■ Excerpt
══════════════════════════════
# Visa question: bringing girlfriend with me to france as family member on talent passport



## dhr108

Hi everyone

I've just found this forum after searing google with visa questions and it seems like a nice community. I've recently been offered a job in france as a researcher. This means (I'm pretty sure) that I will have a talent passport under the researcher category no problem. However I would like to move with my girlfriend, and ideally she'd be able to work while in France.

One option I've been told is a possibility is to get a civil partnership (equivalent to a PACS), and this, plus living together for 1 year + with my girlfriend, will meet the requirements for her to be awarded a talent passport, family member visa. However other sources I've read say that only a marriage certificate is sufficient. Does anyone have any further insight into this?

Another option I've been told is the long stay tourist visa, however we don't have the savings required for that. I've also been told that for me to write a letter saying I would finacially support her would require a civil parntership/pacs as well, so to avoid this may require on her parents saying they will support her - which seems a bit dubious. Also I understand she wouldn't be able to work or open a bank account on this visa?

What do you think would be the best approach to take? We'd be open to getting a civil partnership if it's what's required for us to live together. 
Thanks


----------



## Crabtree

If you are not in a civil union or married then a girlfriend does not count as a family member assuming that she is not an EU citizen. She would not be able to work unless she gets a job and then the employer would have to show why they want to employ a non EU citizen or she would have to get a business visa to allow her to start her own business.
If you get "hitched" in the UK this would make things simple


----------



## Bevdeforges

A simple statement of support isn't going to do much good these days. You basically have to be in a recognized (by your home country) civil partnership - in which case the obligation to support is part of the "family law" here in France. The "ideal" situation, if you don't want to get married would actually be for your girlfriend to find a job in the general area of where you will be working, with a separate work related visa in her own name. That's not that easy, though, and depends enormously on what line of work she's in, whether she speaks much/any French, the salary level, etc.
══════════════════════════════
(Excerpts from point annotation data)

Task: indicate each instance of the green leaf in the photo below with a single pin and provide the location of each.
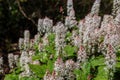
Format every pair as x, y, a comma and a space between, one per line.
29, 78
50, 65
102, 75
11, 77
38, 70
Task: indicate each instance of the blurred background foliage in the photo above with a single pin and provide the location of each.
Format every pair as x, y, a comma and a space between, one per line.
18, 15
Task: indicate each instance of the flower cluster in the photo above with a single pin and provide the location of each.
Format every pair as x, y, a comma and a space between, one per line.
95, 8
70, 19
45, 25
60, 31
116, 7
26, 39
81, 55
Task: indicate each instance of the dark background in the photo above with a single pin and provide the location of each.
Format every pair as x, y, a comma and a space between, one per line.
══════════════════════════════
■ Exercise tasks
1. Answer these questions from the visa thread.
(a) What job has the first poster been offered in France?
(b) According to Crabtree, what would an employer have to show to hire the girlfriend?
(c) According to Bevdeforges, what would be the "ideal" situation if the couple does not want to marry?
2. Decide whether each statement agrees with the visa thread. Answer yes or no, and quote the words of the thread that settle it.
(a) The first poster and his girlfriend have the savings needed for the long stay tourist visa.
(b) Crabtree says that getting married in the UK would make things simple.
(c) Bevdeforges thinks a simple statement of support will be enough.
3. List every kind of visa or passport named in the visa thread.

■ Results by task
1.
(a) A job as a researcher.
(b) The employer would have to show why they want to employ a non EU citizen.
(c) The girlfriend would find a job in the general area where the poster will be working, with a separate work related visa in her own name.

2.
(a) No: "however we don't have the savings required for that."
(b) Yes: "If you get "hitched" in the UK this would make things simple"
(c) No: "A simple statement of support isn't going to do much good these days."

3.
- talent passport (researcher category)
- talent passport, family member visa
- long stay tourist visa
- business visa
- work related visa